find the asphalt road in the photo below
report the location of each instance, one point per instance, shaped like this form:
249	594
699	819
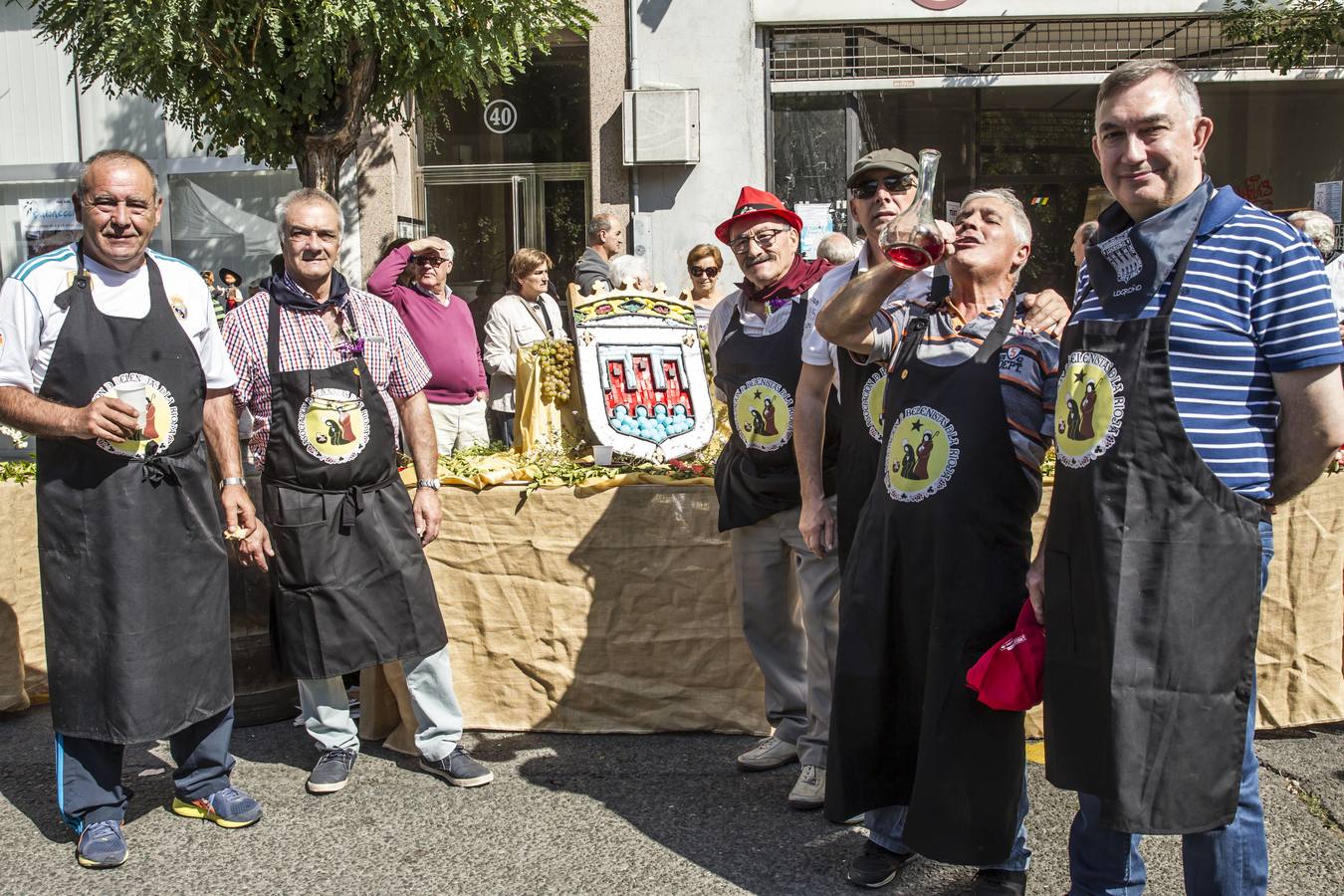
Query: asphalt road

Work to complete -
Return the data above unchanged. Pictures are not part of the copy.

Output for this exercise -
find the asphalt road in the photo below
report the location of each instance, one point per instance, shaped like this form:
249	594
699	819
Query: asphalt road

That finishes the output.